>> Start SOURCE EXTRACT

[ecoop-info] CGO 2020 - Call for Papers
Fabian Gruber
fabian.gruber at inria.fr
Wed Jun 12 12:17:13 CEST 2019
IEEE/ACM International Symposium on Code Generation and Optimization (CGO)
co-located with PPoPP and HPCA
San Diego, CA, USA
February 22 - 26, 2020
http://cgo.org/
The International Symposium on Code Generation and Optimization (CGO)
provides a premier venue to bring together researchers and practitioners
working at the interface of hardware and software on a wide range of
optimization and code generation techniques and related issues. The
conference spans the spectrum from purely static to fully dynamic
approaches, and from pure software-based methods to specific
architectural features and support for code generation and optimization.
IMPORTANT DATES
Abstract Submission: August 30, 2019
Paper Submission: September 6, 2019
Author Rebuttal Period: October 9 - 10, 2018
Paper Notification: October 22, 2019
Original contributions are solicited on, but not limited to, the
following topics:
- Code Generation, Translation, Transformation, and Optimization for
performance, energy, virtualization, portability, security, or
reliability concerns, and architectural support
- Efficient execution of dynamically typed and higher-level languages
Optimization and code generation for emerging programming models,
platforms, domain-specific languages Dynamic/static, profile-guided,
feedback-directed, and machine learning based optimization
- Static, Dynamic, and Hybrid Analysis for performance, energy, memory
locality, throughput or latency, security, reliability, or functional
debugging
- Program characterization methods
- Efficient profiling and instrumentation techniques; architectural support
- Novel and efficient tools
- Compiler design, practice and experience
- Compiler abstraction and intermediate representations
- Vertical integration of language features, representations,
optimizations, and runtime support for parallelism
- Solutions that involve cross-layer (HW/OS/VM/SW) design and integration
- Deployed dynamic/static compiler and runtime systems for general
purpose, embedded system and Cloud/HPC platforms
- Parallelism, heterogeneity, and reconfigurable architectures
- Optimizations for heterogeneous or specialized targets, GPUs, SoCs, CGRA
- Compiler support for vectorization, thread extraction, task
scheduling, speculation, transaction, memory management, data
distribution and synchronization
The Artifact Evaluation process is run by a separate committee whose
task is to assess how the artifacts support the work described in the
papers. Authors of accepted papers have the option of submitting their
artifacts for evaluation within two weeks of paper acceptance. To ease
the organization of the AE committee, we kindly ask authors to indicate
at the time they submit the paper, whether they are interested in
submitting an artifact. Papers that go through the Artifact Evaluation
process successfully will receive a seal of approval printed on the
papers themselves. Additional information is available on the CGO AE web
page. Authors of accepted papers are encouraged, but not required, to
make these materials publicly available upon publication of the
proceedings, by including them as “source materials” in the ACM Digital
Library.

>> End SOURCE EXTRACT
>> Start THE DATA

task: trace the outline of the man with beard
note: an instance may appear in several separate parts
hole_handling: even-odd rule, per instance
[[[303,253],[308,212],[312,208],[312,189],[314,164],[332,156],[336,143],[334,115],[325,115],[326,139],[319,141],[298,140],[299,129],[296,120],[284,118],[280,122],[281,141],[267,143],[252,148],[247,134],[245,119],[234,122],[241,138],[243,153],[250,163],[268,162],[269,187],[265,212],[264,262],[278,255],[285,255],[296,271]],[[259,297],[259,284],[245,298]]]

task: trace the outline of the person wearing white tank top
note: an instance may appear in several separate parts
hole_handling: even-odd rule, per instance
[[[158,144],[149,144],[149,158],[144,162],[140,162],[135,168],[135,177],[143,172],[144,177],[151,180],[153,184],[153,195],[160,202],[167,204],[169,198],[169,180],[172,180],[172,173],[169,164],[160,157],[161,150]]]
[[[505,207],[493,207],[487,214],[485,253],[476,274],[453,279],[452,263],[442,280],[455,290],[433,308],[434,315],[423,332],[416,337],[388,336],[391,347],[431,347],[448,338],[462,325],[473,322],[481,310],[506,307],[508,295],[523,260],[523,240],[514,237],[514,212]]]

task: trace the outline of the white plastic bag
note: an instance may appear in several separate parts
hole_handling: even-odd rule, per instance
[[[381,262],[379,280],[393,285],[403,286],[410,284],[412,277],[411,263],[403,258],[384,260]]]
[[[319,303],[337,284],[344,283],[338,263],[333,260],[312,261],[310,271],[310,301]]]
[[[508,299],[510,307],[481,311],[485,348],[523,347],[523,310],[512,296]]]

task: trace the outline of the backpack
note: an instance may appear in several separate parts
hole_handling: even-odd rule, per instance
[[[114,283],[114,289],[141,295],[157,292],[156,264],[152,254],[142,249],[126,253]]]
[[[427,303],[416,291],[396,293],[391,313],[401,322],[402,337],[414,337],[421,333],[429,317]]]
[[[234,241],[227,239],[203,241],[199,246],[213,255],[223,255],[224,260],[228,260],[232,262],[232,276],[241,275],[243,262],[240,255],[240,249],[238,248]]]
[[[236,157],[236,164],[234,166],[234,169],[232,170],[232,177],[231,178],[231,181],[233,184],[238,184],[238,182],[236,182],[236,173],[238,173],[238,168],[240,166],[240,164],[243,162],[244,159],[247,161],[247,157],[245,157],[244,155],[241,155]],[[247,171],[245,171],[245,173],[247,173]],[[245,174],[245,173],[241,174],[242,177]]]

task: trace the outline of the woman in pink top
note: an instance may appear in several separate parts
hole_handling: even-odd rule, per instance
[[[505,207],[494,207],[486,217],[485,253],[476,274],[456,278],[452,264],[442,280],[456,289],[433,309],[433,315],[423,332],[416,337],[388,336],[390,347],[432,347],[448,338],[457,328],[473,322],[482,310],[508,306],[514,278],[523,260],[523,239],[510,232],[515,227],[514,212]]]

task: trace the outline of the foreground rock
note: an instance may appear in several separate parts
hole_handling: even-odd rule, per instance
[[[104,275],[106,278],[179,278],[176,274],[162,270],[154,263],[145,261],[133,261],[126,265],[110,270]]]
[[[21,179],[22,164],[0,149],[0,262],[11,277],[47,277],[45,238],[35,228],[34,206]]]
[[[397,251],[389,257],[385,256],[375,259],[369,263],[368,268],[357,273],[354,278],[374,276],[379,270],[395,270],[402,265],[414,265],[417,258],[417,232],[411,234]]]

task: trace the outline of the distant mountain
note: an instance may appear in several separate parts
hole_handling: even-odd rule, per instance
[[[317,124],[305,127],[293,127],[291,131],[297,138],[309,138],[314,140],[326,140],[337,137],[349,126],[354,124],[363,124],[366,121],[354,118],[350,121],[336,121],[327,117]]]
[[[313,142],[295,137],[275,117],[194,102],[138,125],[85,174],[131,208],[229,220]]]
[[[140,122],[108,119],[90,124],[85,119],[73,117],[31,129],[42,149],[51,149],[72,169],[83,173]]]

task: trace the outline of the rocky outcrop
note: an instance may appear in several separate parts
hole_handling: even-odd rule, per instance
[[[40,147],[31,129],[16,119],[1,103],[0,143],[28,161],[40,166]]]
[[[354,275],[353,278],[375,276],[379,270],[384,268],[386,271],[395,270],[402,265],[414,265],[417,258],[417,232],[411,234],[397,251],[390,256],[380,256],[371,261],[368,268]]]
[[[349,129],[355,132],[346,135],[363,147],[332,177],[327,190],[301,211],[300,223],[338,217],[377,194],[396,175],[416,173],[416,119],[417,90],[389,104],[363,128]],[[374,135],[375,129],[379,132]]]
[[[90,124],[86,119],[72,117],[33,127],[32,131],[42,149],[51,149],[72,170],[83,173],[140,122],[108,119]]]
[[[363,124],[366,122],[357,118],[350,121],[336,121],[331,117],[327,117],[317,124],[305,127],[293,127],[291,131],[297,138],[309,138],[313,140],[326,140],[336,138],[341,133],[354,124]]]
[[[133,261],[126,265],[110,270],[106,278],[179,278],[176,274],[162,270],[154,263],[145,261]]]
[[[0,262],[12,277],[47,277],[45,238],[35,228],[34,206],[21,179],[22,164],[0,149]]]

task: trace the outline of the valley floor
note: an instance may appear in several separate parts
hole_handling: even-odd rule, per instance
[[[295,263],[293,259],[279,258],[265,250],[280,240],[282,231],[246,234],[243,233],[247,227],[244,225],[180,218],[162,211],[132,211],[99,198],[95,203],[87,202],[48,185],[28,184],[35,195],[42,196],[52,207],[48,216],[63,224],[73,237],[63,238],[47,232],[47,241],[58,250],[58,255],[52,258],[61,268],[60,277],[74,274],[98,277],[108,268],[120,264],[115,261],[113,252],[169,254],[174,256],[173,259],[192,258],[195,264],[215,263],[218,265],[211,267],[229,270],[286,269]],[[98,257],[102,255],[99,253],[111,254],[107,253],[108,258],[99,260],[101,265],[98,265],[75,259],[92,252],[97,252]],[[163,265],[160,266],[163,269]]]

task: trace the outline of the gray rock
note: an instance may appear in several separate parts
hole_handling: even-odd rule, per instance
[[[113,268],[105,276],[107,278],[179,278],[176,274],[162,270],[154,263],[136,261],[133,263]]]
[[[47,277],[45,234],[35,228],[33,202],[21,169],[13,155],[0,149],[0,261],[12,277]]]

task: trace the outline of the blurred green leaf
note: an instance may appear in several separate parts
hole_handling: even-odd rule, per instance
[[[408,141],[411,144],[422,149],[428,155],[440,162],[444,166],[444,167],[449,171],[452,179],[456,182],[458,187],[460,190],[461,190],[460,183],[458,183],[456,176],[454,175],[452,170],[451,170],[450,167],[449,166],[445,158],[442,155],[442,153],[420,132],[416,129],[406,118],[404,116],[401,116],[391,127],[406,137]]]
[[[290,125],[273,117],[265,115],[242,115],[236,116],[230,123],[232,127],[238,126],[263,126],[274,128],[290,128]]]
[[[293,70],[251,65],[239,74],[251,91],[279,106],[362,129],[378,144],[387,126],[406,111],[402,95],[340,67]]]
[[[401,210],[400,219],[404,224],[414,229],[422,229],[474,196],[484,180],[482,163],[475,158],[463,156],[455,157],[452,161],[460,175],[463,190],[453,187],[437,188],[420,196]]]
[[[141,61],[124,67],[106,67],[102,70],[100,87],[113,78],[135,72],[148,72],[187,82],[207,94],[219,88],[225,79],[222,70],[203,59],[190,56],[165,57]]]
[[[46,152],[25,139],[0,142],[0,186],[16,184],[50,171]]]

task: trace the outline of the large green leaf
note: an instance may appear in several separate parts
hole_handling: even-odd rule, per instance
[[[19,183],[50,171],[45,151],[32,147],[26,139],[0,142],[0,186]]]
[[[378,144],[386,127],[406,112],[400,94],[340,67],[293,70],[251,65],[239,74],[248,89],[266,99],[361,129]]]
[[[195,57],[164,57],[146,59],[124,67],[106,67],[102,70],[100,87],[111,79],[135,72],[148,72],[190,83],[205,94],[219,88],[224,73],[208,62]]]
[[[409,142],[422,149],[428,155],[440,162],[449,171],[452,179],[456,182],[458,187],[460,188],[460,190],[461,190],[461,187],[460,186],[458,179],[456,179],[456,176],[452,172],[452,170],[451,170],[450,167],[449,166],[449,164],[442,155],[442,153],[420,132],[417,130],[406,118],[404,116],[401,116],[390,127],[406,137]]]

>> End THE DATA

» **WHAT TO WORK ON**:
1 - Update the stretch of the CGO call for papers from "provides a premier" through "generation and optimization.", with "practitioners" changed to "engineers".
2 - Recast the stretch of the listing from the line that contains "task: trace the outline of the large" through the line that contains "[[[19,183],[50,171],[45,151],[32,147],[26,139],[0,142],[0,186]]]" as a numbered list, omitting blank lines.

» **ANSWERS BELOW**:
1 -
provides a premier venue to bring together researchers and engineers
working at the interface of hardware and software on a wide range of
optimization and code generation techniques and related issues. The
conference spans the spectrum from purely static to fully dynamic
approaches, and from pure software-based methods to specific
architectural features and support for code generation and optimization.

2 -
1. task: trace the outline of the large green leaf
2. note: an instance may appear in several separate parts
3. hole_handling: even-odd rule, per instance
4. [[[19,183],[50,171],[45,151],[32,147],[26,139],[0,142],[0,186]]]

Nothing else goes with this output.